GIVEN TASK 1:
Name each setting that the BlameTrail core concepts page says you configure for a monitor.

DOCUMENT SEGMENT:
%%

Core Concepts

Understand the key building blocks of BlameTrail — services, monitors, deploys, incidents, suspect scoring, commit analysis, fix proposals, notifications, on-call paging, postmortems, and status pages.

BlameTrail is built around a handful of core concepts. Understanding how they connect will help you get the most out of the platform.

Services

A service is anything your team deploys and operates — a REST API, a marketing website, a background worker, a database. Every other object in BlameTrail (monitors, deploys, incidents) is attached to a service.

When you create a service, you choose an environment (production, staging, or development) and a type (web, api, worker, database, or internal). Optionally, you can link a GitHub repository to enable automatic commit enrichment.

See Services for full details.

Monitors

A monitor is an HTTP health check that BlameTrail runs on a recurring schedule. Each monitor targets a specific URL and records the response status code, latency, and whether the check passed or failed.

You configure:

URL — The endpoint to check.
HTTP method — GET, POST, HEAD, etc.
Expected status code — The response code that counts as healthy (e.g., 200).
Interval — How many seconds between checks.
Latency threshold — The maximum acceptable response time in milliseconds.

See Monitors for full details.

Deploys

A deploy is a record of code that was pushed to an environment. Deploys are sent to BlameTrail via a webhook from your CI/CD pipeline. Each deploy tracks the commit SHA, branch, commit message, who deployed, and the target environment.

%%

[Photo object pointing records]

%%

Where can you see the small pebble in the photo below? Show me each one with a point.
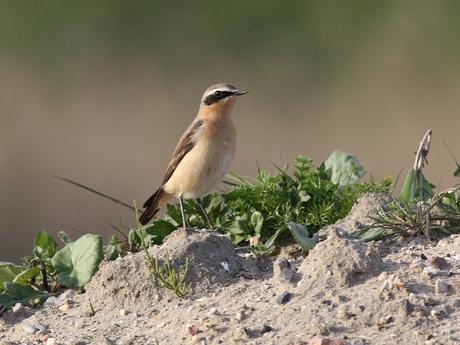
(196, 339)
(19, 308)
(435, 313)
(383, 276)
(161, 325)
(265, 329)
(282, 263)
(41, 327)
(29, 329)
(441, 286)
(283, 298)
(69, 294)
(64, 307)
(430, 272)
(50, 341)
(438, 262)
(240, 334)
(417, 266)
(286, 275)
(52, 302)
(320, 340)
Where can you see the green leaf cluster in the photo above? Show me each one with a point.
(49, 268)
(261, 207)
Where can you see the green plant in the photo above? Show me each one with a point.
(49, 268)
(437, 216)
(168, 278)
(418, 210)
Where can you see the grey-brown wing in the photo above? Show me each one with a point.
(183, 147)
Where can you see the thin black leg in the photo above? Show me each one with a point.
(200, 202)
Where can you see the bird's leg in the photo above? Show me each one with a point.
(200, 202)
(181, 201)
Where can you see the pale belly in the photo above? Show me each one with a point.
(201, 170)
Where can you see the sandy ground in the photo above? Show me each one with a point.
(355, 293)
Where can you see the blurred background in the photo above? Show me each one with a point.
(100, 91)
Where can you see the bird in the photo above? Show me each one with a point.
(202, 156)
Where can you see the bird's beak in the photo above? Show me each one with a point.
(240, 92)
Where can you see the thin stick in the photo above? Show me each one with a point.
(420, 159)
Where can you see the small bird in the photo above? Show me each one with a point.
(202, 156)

%%

GIVEN TASK 2:
Please quote the records word for word. Begin at the line that contains "Where can you see the thin black" and continue through the end of the records.

EXERCISE RESULT 1:
URL
HTTP method
Expected status code
Interval
Latency threshold

EXERCISE RESULT 2:
Where can you see the thin black leg in the photo above? Show me each one with a point.
(200, 202)
Where can you see the bird's leg in the photo above? Show me each one with a point.
(200, 202)
(181, 201)
Where can you see the pale belly in the photo above? Show me each one with a point.
(201, 170)
Where can you see the sandy ground in the photo above? Show me each one with a point.
(355, 293)
Where can you see the blurred background in the photo above? Show me each one with a point.
(100, 91)
Where can you see the bird in the photo above? Show me each one with a point.
(202, 156)
Where can you see the bird's beak in the photo above? Show me each one with a point.
(240, 92)
Where can you see the thin stick in the photo above? Show me each one with a point.
(420, 159)
Where can you see the small bird in the photo above? Show me each one with a point.
(202, 156)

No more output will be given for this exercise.